**Page:**
┌────────

- Venue: -
- Dates: August 31 (preliminaries), September 3 (finals)

Medalists
| Gold medal | Chris von Saltza | United States |
| Silver medal | Shirley Stobs | United States |
| Bronze medal | Joan Spillane | United States |

= Swimming at the 1959 Pan American Games – Women's 200 metre freestyle =

The women's 200 metre freestyle competition of the swimming events at the 1959 Pan American Games took place on 31 August (preliminaires) and 3 September (finals). The last Pan American Games champion was Wanda Werner of US.

This race consisted of four lengths of the pool, all in freestyle.

==Results==
All times are in minutes and seconds.

| KEY: | q | Fastest non-qualifiers | Q | Qualified | GR | Games record | NR | National record | PB | Personal best | SB | Seasonal best |

===Heats===
The first round was held on August 31.

└────────

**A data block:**
┌────────

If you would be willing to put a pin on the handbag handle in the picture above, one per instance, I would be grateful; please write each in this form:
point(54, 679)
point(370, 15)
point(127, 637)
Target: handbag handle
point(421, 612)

└────────

**Directions:**
1 - Add 70 to every coordinate in the answer points of the entries in the data block above, and write out all lines of those entries again in full.
2 - Pick up the article on the women's 200 metre freestyle at the 1959 Pan American Games after its last sentence and continue writing it.

**Task responses:**
1 -
If you would be willing to put a pin on the handbag handle in the picture above, one per instance, I would be grateful; please write each in this form:
point(54, 679)
point(370, 15)
point(127, 637)
Target: handbag handle
point(491, 682)

2 -
| Rank | Heat | Name | Nationality | Time | Notes |
|---|---|---|---|---|---|
| 1 | 1 | Chris von Saltza | United States | 2:20.3 | Q, GR |
| - | - | Shirley Stobs | United States | - | Q |
| - | - | Joan Spillane | United States | - | Q |
| - | - | Margaret Iwasaki | Canada | - | Q |
| - | - | Sara Barber | Canada | - | Q |
| - | - | Maria Luísa Sousa | Mexico | - | Q |
| 7 | - | Blanca Barrón | Mexico | - | Q |
| 8 | - | Susan Sangster | Canada | - | Q |
| 9 | - | Maria Teixeira | Brazil | 2:38.4 |  |
| 11 | - | Lilian Moreira | Brazil | 2:39.4 |  |
| 13 | - | Glória Funaro | Brazil | 2:44.5 |  |

=== Final ===
The final was held on September 3.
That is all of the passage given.